Похожей точки зрения, судя по скупым авторским оговоркам, придерживается и сам Шойгу. Он осуждает не советскую систему, а новых собственников построенных заводов и фабрик — и досадует, называя 1990-е годы временем «нищеты и хаоса».

Да, мы для вас построили ГЭС, алюминиевый комбинат, в Красноярске еще один, в Братске третий, сейчас в Богучанах четвертый. Построили для вас, но сегодня управляют этим какие-то новые люди, компании, которые думают только о прибыли. Хотя получили все это, не вложив ничего: ни души, ни сил, ни времени. Они не имеют своих побед, которые были у каждого плотника, бетонщика, инженера, энергетика. Они отказались от тех обязательств, которые мы брали на себя, строя все это.

Шойгу и Сталин

В рассказе «После вождя», посвященном сталинским временам, проглядывает позиция министра обороны. Он прекрасно осознает, что в СССР при Сталине происходило что-то нехорошее — хотя позволяет себе прямо осудить только разрушение храмов.

Я и не собираюсь критиковать то поколение. Потому что к тому поколению относятся в том числе мои дедушка и бабушка — активные ревсомольцы, которые занимались разного рода делами. Но некоторые вещи, которые я делаю в республике [Тува] и для республики, — это я отдаю долг, можно сказать. И долг этот — от ощущения того, что мои бабушка и дедушка, может быть, имеют отношение к тому, что тогда происходило. Настаиваю: они ни в чем не виноваты.

#### Предоставленные данные

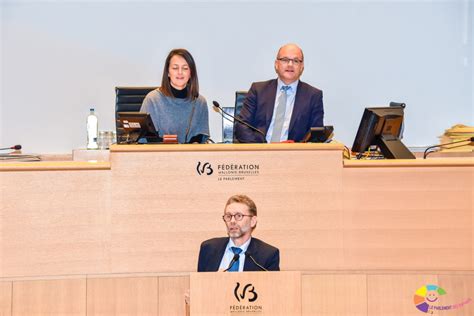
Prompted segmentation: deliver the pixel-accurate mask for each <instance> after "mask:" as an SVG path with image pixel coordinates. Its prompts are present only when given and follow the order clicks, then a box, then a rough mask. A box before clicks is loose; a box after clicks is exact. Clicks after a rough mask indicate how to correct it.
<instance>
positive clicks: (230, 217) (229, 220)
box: [222, 213, 255, 223]
mask: <svg viewBox="0 0 474 316" xmlns="http://www.w3.org/2000/svg"><path fill="white" fill-rule="evenodd" d="M226 216H230V218H229V220H228V221H226V220H225V217H226ZM236 216H239V217H240V216H242V218H241V219H237V217H236ZM245 216H247V217H254V216H255V215H245V214H242V213H236V214H233V215H232V214H225V215H222V220H223V221H224V222H226V223H228V222H230V221H232V218H235V220H236V221H237V222H240V221H241V220H243V219H244V217H245Z"/></svg>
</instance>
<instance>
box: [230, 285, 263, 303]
mask: <svg viewBox="0 0 474 316" xmlns="http://www.w3.org/2000/svg"><path fill="white" fill-rule="evenodd" d="M239 287H240V283H239V282H237V285H236V286H235V289H234V296H235V298H236V299H237V301H239V302H240V300H244V299H245V296H246V293H249V295H248V296H247V299H248V301H249V302H255V301H256V300H257V297H258V294H257V292H255V287H254V286H253V285H252V284H251V283H249V284H247V285H245V286H244V287H243V289H242V292H239ZM251 295H252V297H250V296H251Z"/></svg>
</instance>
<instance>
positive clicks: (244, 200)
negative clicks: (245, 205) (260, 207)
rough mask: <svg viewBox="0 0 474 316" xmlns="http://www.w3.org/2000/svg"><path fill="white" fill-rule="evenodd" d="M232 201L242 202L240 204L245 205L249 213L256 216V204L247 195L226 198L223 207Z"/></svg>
mask: <svg viewBox="0 0 474 316" xmlns="http://www.w3.org/2000/svg"><path fill="white" fill-rule="evenodd" d="M232 203H242V204H245V205H247V206H248V208H249V212H250V214H252V215H253V216H257V205H255V202H254V201H253V200H252V199H251V198H249V197H248V196H246V195H244V194H236V195H233V196H231V197H230V198H229V199H228V200H227V203H226V204H225V207H226V208H227V206H228V205H229V204H232Z"/></svg>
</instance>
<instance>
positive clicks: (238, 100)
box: [232, 91, 248, 143]
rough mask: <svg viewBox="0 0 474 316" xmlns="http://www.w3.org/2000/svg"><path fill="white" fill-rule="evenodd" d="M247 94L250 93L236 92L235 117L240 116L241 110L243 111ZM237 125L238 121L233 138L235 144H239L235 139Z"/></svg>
mask: <svg viewBox="0 0 474 316" xmlns="http://www.w3.org/2000/svg"><path fill="white" fill-rule="evenodd" d="M247 92H248V91H235V106H234V116H237V115H239V114H240V110H241V109H242V106H243V105H244V100H245V98H246V97H247ZM235 124H237V121H236V120H234V130H233V134H232V135H233V136H234V137H233V138H234V143H236V142H237V139H236V138H235Z"/></svg>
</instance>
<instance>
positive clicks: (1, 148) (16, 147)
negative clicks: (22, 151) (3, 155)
mask: <svg viewBox="0 0 474 316" xmlns="http://www.w3.org/2000/svg"><path fill="white" fill-rule="evenodd" d="M9 149H13V150H20V149H21V145H15V146H12V147H5V148H0V150H9Z"/></svg>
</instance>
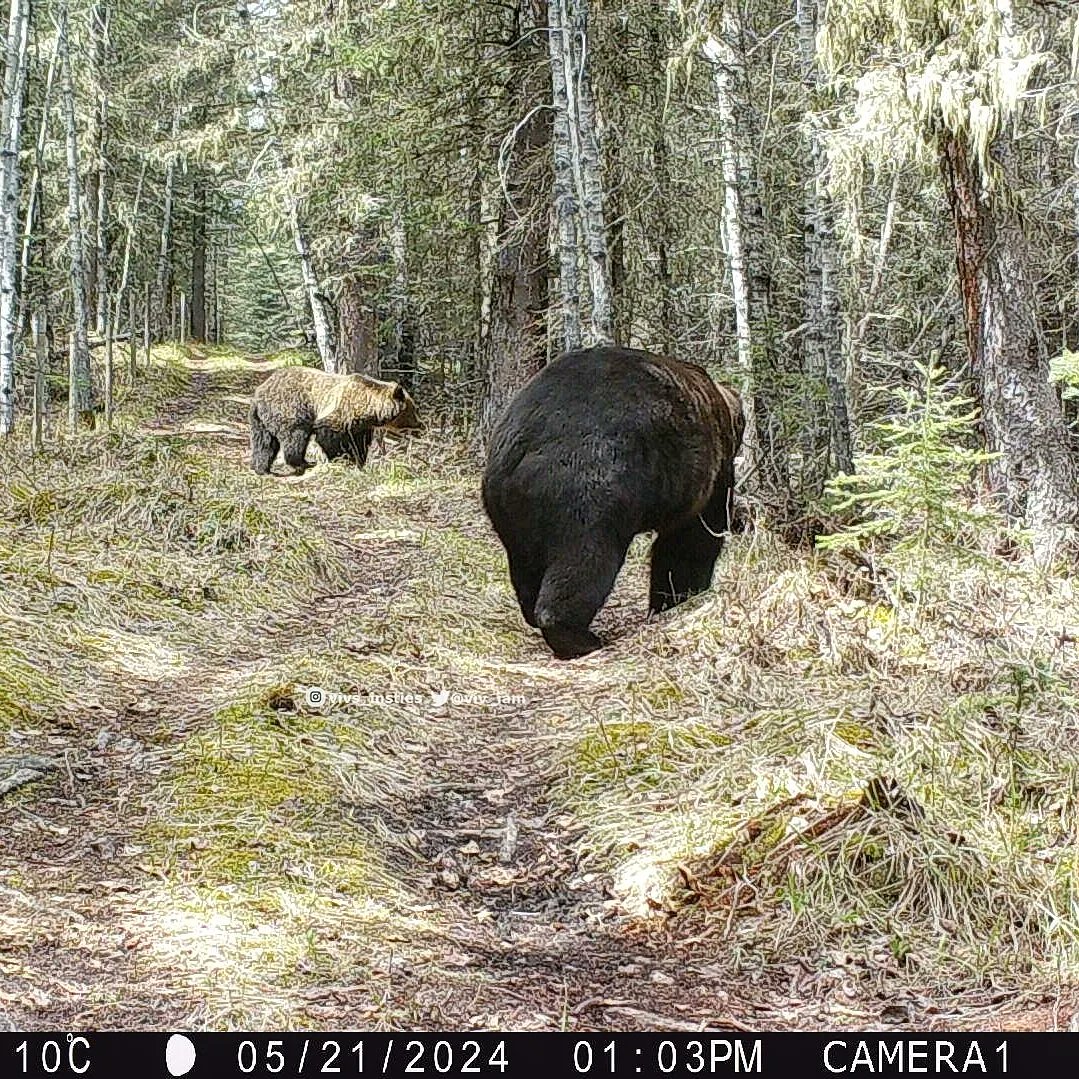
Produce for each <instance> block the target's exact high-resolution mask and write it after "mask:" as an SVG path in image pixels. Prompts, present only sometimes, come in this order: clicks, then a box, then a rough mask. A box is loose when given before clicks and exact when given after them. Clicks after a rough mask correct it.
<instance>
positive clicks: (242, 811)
mask: <svg viewBox="0 0 1079 1079" xmlns="http://www.w3.org/2000/svg"><path fill="white" fill-rule="evenodd" d="M291 697H292V695H291V692H290V687H289V686H288V685H287V683H286V684H276V685H273V686H265V687H263V688H262V689H260V691H258V692H256V693H255V694H254V695H252V696H250V697H248V698H247V699H243V700H240V701H237V702H235V704H233V705H230V706H228V707H227V708H223V709H221V710H220V711H218V712H217V713H216V715H215V718H214V726H213V727H211V728H209V729H206V730H204V732H201V733H199V734H195V735H192V736H191V737H190V738H188V739H187V740H186V741H185V743H183V746H182V748H181V750H180V754H179V759H178V761H177V763H176V768H175V770H174V773H173V775H172V776H170V778H169V780H168V781H167V782H166V783H165V784H164V786H163V787H162V788H161V789H160V790H159V792H158V797H156V798H155V801H156V803H158V804H159V805H161V806H162V811H161V815H160V817H159V818H158V820H156V822H155V823H154V824H152V825H150V828H149V829H148V835H147V838H148V839H149V842H150V843H151V845H152V847H153V849H154V850H155V851H156V852H158V855H159V857H160V858H161V859H163V860H164V862H165V863H166V864H168V865H170V866H172V868H173V869H174V871H177V872H180V873H181V874H182V875H183V877H185V878H186V879H189V880H190V882H191V883H193V884H196V885H197V886H199V887H201V888H215V887H226V886H228V887H233V886H235V887H238V888H246V889H250V894H249V897H248V898H249V900H250V901H251V902H256V901H257V903H258V904H259V906H260V909H264V907H265V906H267V904H268V903H269V905H270V906H271V907H273V906H275V905H276V900H274V899H273V890H274V888H275V887H278V888H279V887H287V886H288V882H289V880H290V879H291V878H292V877H293V876H296V875H297V874H301V875H302V876H303V877H304V878H305V879H310V880H311V882H313V883H315V885H316V886H318V885H319V884H320V885H322V886H325V887H326V888H332V889H333V890H334V891H346V892H349V893H350V894H360V893H363V892H364V889H365V879H366V877H365V866H367V865H368V863H369V860H370V859H369V853H368V850H367V847H366V844H365V843H364V842H363V838H361V836H360V835H359V833H358V832H357V831H356V830H355V829H354V828H353V825H352V824H351V822H350V821H349V820H347V818H346V817H345V815H344V814H343V811H342V810H341V809H340V807H339V806H338V803H337V786H336V780H334V775H333V766H334V764H336V762H334V761H333V760H332V759H331V757H330V756H329V755H328V751H327V750H326V748H324V746H323V743H324V742H325V737H324V736H325V735H326V734H327V730H328V727H329V726H330V723H329V721H328V720H327V719H326V718H324V716H322V715H317V714H306V713H303V712H281V711H276V710H275V706H276V707H277V708H281V707H282V706H284V705H285V704H286V702H288V704H289V705H290V704H291ZM329 849H332V851H333V858H332V859H327V858H326V851H327V850H329Z"/></svg>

#### Поставленная задача
Перепишите часть фрагмента о Шойгу, начав со слов «Да, мы для вас» и закончив на словах «только разрушение храмов.», и поменяйте в ней «ГЭС» на «гидроэлектростанцию». Данные приведены как отдельный материал и к фрагменту не относятся.

#### Выполненная задача
Да, мы для вас построили гидроэлектростанцию, алюминиевый комбинат, в Красноярске еще один, в Братске третий, сейчас в Богучанах четвертый. Построили для вас, но сегодня управляют этим какие-то новые люди, компании, которые думают только о прибыли. Хотя получили все это, не вложив ничего: ни души, ни сил, ни времени. Они не имеют своих побед, которые были у каждого плотника, бетонщика, инженера, энергетика. Они отказались от тех обязательств, которые мы брали на себя, строя все это.

Шойгу и Сталин

В рассказе «После вождя», посвященном сталинским временам, проглядывает позиция министра обороны. Он прекрасно осознает, что в СССР при Сталине происходило что-то нехорошее — хотя позволяет себе прямо осудить только разрушение храмов.